- _Stated goal_: Show every line below that contains the string "hand", matching case exactly.

- _Records shown_:

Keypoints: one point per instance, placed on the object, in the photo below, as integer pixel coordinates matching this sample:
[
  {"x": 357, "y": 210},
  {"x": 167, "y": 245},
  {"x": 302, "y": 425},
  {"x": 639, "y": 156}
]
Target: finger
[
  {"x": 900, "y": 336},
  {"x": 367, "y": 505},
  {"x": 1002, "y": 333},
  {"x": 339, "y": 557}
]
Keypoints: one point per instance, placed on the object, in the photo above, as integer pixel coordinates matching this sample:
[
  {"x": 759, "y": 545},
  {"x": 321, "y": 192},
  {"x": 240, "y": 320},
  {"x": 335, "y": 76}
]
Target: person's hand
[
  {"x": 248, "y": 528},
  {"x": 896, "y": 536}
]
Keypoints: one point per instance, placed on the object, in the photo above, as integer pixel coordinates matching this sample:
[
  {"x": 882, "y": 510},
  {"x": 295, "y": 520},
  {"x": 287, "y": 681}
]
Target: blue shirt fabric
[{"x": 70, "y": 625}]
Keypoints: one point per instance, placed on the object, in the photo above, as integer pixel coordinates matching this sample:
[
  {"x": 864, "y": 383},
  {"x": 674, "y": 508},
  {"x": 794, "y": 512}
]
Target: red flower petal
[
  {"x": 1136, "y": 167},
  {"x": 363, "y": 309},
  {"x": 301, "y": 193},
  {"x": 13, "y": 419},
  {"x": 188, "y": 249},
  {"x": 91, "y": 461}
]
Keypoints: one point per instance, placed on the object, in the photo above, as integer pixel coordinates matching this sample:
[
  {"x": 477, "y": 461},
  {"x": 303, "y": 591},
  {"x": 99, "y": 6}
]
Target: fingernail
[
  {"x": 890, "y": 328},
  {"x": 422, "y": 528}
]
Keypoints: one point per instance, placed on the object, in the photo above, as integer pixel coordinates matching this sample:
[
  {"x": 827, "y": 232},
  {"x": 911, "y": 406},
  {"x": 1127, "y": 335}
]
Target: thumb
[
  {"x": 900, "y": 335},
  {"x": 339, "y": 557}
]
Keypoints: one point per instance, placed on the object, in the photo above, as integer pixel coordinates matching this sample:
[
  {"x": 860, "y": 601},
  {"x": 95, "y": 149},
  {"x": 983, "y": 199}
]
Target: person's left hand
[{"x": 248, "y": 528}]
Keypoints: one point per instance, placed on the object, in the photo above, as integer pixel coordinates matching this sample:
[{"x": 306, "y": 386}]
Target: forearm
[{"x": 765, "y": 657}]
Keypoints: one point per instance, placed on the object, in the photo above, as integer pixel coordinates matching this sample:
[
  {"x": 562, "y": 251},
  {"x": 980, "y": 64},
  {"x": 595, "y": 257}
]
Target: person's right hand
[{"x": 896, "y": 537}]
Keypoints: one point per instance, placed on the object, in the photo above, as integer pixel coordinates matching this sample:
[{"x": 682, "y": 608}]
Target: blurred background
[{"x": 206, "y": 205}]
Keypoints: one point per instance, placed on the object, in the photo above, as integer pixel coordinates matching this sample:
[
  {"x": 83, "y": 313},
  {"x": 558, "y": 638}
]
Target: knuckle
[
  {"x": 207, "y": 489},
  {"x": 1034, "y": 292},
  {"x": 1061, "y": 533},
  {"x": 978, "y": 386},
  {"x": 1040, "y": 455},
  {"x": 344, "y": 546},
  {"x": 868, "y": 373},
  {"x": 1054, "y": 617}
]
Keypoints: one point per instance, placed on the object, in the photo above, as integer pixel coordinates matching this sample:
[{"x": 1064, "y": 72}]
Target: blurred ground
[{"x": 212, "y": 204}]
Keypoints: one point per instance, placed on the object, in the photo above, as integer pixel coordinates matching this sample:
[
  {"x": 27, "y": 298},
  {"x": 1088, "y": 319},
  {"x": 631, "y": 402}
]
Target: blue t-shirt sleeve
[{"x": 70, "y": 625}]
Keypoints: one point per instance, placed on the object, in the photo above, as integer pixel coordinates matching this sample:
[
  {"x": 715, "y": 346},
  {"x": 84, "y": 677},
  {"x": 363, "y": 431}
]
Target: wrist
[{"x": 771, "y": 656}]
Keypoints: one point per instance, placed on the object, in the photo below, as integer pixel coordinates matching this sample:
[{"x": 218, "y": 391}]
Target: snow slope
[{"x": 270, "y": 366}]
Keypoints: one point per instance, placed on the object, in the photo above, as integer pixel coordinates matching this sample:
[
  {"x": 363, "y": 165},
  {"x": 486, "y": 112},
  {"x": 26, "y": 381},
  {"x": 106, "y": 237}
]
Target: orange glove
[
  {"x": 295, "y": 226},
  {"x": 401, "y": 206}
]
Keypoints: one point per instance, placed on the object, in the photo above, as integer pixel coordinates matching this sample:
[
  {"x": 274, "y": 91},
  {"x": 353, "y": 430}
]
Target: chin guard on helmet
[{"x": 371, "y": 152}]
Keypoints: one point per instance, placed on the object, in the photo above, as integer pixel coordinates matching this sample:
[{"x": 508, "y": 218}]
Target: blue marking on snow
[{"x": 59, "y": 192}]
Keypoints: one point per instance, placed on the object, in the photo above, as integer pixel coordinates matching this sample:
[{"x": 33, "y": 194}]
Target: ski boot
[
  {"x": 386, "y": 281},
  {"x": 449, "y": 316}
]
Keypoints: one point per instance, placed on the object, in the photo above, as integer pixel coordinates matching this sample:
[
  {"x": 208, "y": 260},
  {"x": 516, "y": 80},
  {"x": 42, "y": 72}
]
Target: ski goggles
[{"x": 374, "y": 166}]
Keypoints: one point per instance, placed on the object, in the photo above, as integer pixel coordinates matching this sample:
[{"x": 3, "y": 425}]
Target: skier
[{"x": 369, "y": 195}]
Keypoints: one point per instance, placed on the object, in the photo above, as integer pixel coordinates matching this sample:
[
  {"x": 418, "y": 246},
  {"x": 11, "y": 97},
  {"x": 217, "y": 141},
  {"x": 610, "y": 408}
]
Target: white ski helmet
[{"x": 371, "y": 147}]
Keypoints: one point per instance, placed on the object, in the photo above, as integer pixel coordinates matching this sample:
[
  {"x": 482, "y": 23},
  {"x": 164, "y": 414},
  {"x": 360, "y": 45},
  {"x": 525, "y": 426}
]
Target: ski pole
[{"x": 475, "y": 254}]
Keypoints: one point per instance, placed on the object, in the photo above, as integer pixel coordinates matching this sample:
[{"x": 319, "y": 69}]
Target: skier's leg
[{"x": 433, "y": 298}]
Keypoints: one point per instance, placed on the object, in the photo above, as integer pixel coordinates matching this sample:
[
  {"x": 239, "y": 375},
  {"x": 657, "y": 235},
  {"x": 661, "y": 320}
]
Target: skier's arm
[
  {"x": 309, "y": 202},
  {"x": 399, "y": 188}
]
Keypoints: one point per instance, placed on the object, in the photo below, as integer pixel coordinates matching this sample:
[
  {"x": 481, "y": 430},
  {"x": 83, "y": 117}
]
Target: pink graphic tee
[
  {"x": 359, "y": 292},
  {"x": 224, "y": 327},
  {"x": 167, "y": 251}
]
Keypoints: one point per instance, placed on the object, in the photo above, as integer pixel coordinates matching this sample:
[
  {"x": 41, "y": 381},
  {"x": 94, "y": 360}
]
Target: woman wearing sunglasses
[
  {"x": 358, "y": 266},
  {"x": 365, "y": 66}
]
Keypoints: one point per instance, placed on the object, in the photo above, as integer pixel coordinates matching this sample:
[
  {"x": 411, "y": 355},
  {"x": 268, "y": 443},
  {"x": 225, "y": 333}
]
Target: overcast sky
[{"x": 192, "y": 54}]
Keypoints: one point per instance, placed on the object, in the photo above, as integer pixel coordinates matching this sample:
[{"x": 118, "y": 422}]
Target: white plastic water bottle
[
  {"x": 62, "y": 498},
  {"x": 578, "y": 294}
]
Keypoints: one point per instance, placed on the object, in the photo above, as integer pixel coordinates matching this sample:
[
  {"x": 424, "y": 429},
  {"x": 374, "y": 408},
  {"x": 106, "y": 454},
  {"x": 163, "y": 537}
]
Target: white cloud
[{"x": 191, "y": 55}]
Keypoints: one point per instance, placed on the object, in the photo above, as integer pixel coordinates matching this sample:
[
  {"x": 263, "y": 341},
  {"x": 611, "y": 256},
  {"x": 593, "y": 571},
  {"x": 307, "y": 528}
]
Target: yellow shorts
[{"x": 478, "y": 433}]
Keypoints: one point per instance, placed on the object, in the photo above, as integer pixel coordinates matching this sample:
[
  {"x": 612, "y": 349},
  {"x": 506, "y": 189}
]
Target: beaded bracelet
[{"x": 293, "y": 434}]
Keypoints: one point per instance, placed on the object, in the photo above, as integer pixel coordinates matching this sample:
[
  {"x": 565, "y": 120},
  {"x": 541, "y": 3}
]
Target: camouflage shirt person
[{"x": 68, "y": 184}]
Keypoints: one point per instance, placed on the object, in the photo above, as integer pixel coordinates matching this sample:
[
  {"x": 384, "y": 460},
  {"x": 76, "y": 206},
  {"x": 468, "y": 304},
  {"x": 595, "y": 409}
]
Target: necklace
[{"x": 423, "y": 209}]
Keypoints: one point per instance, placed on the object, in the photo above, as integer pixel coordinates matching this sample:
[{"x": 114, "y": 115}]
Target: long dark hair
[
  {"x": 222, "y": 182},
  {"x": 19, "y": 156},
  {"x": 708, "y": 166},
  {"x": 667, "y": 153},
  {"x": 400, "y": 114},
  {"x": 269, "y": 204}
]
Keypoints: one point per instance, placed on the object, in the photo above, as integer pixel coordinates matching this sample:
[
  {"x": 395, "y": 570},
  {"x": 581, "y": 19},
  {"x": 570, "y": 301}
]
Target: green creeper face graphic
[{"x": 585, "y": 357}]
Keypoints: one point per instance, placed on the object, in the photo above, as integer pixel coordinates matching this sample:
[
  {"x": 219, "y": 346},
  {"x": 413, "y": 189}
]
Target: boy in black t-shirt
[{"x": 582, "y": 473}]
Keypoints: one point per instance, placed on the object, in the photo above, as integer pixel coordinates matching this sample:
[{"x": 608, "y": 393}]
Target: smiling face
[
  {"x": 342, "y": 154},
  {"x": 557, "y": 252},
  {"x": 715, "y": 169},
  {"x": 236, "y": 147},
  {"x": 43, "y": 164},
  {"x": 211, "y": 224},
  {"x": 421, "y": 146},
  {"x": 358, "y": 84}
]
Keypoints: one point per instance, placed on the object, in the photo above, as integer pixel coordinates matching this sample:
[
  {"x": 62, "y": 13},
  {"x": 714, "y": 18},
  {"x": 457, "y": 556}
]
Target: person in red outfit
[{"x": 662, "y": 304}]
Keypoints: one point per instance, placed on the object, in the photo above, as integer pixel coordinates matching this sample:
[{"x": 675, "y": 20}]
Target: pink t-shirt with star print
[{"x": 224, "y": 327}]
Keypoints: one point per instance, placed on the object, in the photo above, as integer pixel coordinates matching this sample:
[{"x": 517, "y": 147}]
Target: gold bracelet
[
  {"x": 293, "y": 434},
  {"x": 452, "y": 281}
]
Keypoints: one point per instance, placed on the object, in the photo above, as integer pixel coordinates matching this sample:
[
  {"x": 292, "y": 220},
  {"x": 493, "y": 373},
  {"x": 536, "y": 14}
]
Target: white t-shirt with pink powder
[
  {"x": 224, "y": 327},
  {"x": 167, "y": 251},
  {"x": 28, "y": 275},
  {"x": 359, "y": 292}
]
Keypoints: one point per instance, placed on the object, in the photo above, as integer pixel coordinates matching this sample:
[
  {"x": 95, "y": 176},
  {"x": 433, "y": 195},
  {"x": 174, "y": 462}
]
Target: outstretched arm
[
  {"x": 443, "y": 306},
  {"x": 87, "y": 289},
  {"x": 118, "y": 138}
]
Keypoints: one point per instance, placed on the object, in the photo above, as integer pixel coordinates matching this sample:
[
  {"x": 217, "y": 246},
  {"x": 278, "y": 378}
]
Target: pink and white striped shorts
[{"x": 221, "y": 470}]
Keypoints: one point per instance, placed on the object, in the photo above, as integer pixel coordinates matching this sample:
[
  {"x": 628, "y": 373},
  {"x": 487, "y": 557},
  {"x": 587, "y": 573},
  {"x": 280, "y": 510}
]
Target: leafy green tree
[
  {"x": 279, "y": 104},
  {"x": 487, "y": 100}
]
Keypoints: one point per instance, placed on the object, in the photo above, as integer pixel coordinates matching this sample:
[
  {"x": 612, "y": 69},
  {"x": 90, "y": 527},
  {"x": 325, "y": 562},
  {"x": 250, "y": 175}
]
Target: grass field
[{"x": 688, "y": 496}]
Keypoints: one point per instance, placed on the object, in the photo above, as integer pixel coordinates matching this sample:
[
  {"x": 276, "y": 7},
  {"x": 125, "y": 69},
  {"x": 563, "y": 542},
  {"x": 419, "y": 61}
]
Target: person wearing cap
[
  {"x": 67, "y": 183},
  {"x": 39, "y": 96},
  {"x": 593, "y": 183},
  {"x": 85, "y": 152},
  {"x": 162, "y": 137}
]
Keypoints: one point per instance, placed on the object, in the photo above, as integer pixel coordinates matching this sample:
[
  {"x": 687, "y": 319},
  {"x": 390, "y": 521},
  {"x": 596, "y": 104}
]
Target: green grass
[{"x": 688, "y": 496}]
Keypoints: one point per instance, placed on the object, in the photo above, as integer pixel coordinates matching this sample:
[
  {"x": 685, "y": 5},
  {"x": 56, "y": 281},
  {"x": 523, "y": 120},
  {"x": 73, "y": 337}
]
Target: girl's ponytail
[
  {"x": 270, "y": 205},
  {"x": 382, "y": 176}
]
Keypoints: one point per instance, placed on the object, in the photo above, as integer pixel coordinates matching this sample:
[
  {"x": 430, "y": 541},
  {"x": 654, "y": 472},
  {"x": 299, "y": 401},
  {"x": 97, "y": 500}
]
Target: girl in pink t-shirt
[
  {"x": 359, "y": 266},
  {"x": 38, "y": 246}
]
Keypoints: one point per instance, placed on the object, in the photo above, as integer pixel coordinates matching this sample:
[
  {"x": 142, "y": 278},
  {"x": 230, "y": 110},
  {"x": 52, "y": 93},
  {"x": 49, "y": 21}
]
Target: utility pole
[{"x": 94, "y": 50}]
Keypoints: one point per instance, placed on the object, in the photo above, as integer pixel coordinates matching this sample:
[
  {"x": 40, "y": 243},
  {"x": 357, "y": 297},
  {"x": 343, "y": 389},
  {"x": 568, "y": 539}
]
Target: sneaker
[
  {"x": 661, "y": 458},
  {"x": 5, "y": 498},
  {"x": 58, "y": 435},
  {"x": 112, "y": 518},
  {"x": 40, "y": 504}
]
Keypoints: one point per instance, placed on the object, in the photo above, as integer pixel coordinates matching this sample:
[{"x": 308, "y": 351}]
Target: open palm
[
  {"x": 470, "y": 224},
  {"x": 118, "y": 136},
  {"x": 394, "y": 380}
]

- _Correct output_:
Target: person's hand
Target: person's left hand
Target: person's right hand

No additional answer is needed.